Written task => Copy the data below line for line and change nothing.

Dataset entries
○ ○ ○ ○ ○

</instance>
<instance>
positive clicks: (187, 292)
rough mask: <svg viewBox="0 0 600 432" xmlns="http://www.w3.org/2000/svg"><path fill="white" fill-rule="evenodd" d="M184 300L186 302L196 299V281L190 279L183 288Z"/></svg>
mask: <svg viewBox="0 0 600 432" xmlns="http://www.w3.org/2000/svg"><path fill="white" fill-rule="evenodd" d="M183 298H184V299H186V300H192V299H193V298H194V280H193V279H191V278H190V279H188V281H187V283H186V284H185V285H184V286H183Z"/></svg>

○ ○ ○ ○ ○

Response box =>
</instance>
<instance>
positive clicks: (187, 292)
rough mask: <svg viewBox="0 0 600 432" xmlns="http://www.w3.org/2000/svg"><path fill="white" fill-rule="evenodd" d="M184 300L186 302L196 299V281L190 279L183 288Z"/></svg>
mask: <svg viewBox="0 0 600 432" xmlns="http://www.w3.org/2000/svg"><path fill="white" fill-rule="evenodd" d="M183 298H184V299H186V300H192V299H193V298H194V280H193V279H191V278H190V279H188V281H187V283H186V284H185V285H184V286H183Z"/></svg>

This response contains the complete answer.